[GIVEN INFORMATION Boundary: Start]

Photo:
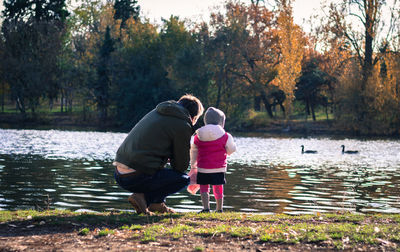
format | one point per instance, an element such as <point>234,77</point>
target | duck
<point>307,151</point>
<point>348,152</point>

[GIVEN INFORMATION Boundary: End]

● **WHAT THIS TASK INVOLVES**
Only the lines from the one containing "format | one" through the end of the records above belong in the output, each exactly as it stands, both ends included.

● **WRITTEN RESPONSE**
format | one point per instance, an element such as <point>234,77</point>
target | duck
<point>307,151</point>
<point>348,152</point>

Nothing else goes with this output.